• _Collected data_
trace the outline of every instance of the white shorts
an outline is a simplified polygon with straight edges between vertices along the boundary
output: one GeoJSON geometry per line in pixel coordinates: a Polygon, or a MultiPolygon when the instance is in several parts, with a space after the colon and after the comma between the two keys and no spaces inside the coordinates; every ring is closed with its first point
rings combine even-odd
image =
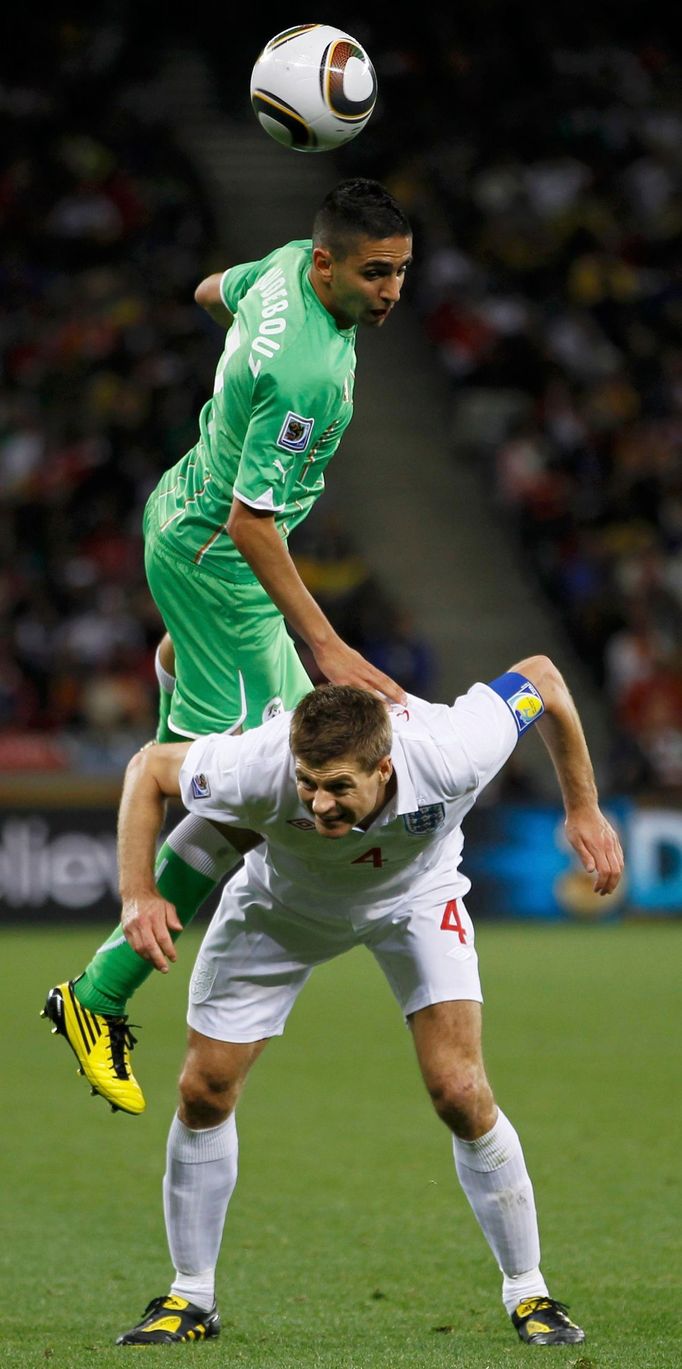
{"type": "Polygon", "coordinates": [[[474,928],[461,898],[422,894],[357,931],[345,919],[275,909],[228,886],[197,956],[187,1021],[216,1041],[281,1036],[315,966],[358,945],[378,961],[405,1017],[431,1003],[482,1002],[474,928]]]}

• _The task_
Make an exact copy of every entry above, but keep the pictures out of it.

• _Answer to this task_
trace the outline of every instance of the white shorts
an outline is a simplified polygon with straight edges between vertices along the boundary
output: one GeoJSON geometry per line in pixel coordinates: a Polygon, or a MultiPolygon when the instance is in several parts, with a space after the colon and after the comma between the two keys and no spaces inside the coordinates; every ring is closed with its first point
rings combine even-odd
image =
{"type": "Polygon", "coordinates": [[[474,928],[461,898],[422,894],[357,931],[345,919],[275,909],[228,886],[197,956],[187,1021],[216,1041],[281,1036],[315,966],[358,945],[378,961],[405,1017],[431,1003],[482,1002],[474,928]]]}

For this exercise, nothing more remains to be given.